Tasks to carry out –
- A) Check each statement against the Brazil market post: (i) Brazil's GDP grew 7.5% in 2010; (ii) Brazil will host the Olympics in 2014; (iii) US average economic growth over the same five years was over 4%. For each, answer yes or no and quote the words from the post that decide it.
- B) Write the next part of the Brazil market post, picking up after its final sentence.

** BEGIN Page text **

Wednesday, January 4, 2012

Diversify Your Markets to Increase Revenue: Brazil

Right now the economy in the United States is struggling. Sales are down, the unemployment rate is up, and investments in real estate and the stock market are bleak - let's just say the US has seen better days. The good news is there is a solution to this - opening up new markets, either domestically or abroad.

There is a simple truth we must consider, and that is whenever one economy is struggling, another is thriving. So instead of being depressed about what is going on, as business leaders we should look at creative ways of how we can balance our businesses by serving new markets. Today there is a great place to target, and that is Brazil.

The economy in Brazil is thriving, and Rio has now passed New York as one of the most expensive places to live in the world. GDP growth in 2010 was 7.5% and expected to be similar for 2011. Classified as a developing nation in Latin America, in recent years Brazil has really turned itself around and is emerging as a new powerhouse and is the leading economy in not only Latin America but the world, being ranked last year as the 31st fastest growing economy out of over 200. More importantly, they have averaged over 4% economic growth for the past 5 years, a very strong indication the growth is stable. Compare that to the United States, which has seen an average economic growth over the same period of .82%.

Business leaders should expect this to continue for at least another 5-10 years. Brazil has been elected to host the World Cup in 2014 and the Olympics in 2016, two events that individually have had tremendously positive economic impacts on countries (96 Olympics in Atlanta, 10 World Cup in South Africa). Having them back to back like this has never been seen, so the business environment should be intense. The reasons here are that when hosting these types of events, countries and businesses make huge investments in infrastructure and real estate anticipating the huge wave in tourists and external investments.

While this sounds like a great opportunity, jumping straight in will not necessarily lead to an increase in sales for your company. There is a different language, culture, business etiquette, and overall way of life that unless businesses cater their messages to accomodate they will fail.

** END Page text **
** BEGIN Entries shown **

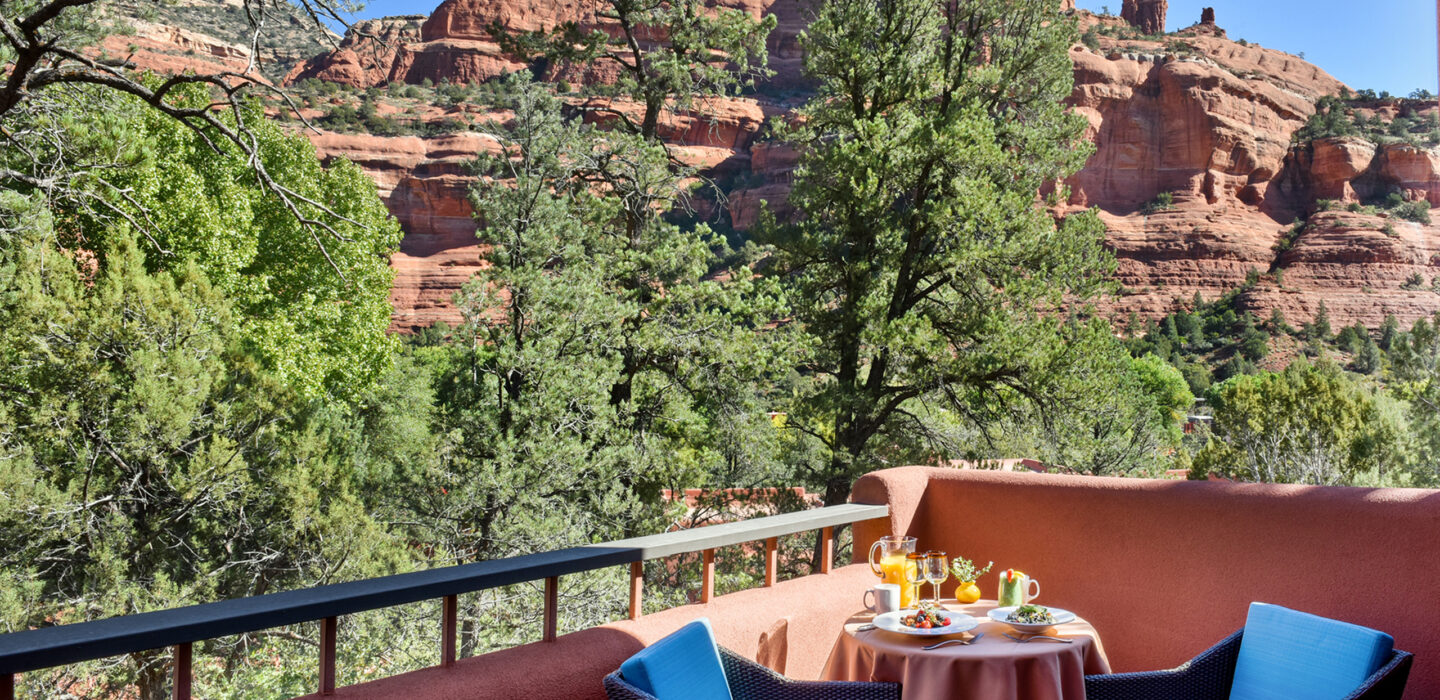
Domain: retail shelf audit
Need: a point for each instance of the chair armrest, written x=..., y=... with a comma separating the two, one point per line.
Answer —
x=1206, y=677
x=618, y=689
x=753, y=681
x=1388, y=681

** END Entries shown **
** BEGIN Entries shown **

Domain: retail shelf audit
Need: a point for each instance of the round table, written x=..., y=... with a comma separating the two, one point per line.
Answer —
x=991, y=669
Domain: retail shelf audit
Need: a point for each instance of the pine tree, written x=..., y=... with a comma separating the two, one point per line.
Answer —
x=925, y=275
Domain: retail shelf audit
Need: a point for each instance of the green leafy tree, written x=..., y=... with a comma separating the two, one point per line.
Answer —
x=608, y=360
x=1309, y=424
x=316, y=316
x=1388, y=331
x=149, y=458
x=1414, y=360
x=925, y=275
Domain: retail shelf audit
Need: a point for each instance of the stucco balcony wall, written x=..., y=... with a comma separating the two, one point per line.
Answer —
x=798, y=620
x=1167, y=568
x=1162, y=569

** END Entries shown **

Answers to the exercise –
- A)
(i) Yes: "GDP growth in 2010 was 7.5%"
(ii) No: "the Olympics in 2016"
(iii) No: "an average economic growth over the same period of .82%"

- B)
First, one should start by studying the language, which is Brazilian Portuguese (slightly different that that of Portugal, similar to difference from the English spoken in the US and England). Not that one needs to become 100% fluent, but having an understanding of the language and at least attempting to throw in a few words here and there will go a ver long way. Even doing this domestically can help attract Brazilians with fat pockets to your stores, as can be seen with retail operations in Miami:

http://www.nytimes.com/2011/12/28/us/miami-courts-free-spending-brazilians.html?_r=1

Next, if you have never conducted business abroad, you should look into a good cross cultural communication training program. Some psychology and communications experts report that only 7% of communication is verbal, and the remaining 93% is non-verbal. This includes the things like distance in between people, the clothes you wear, what different colors represent, the tone in your voice, and how you manage time. This all has a huge impact on the business etiquette, which one must be very respectful of in order to succeed in Brazil, where people do business with people and not companies.

Bolder Languages offers programs that can help you accomplish your goals, including classes in Portuguese and Cross-Cultural Communication, as well as market research, consulting, and translation services.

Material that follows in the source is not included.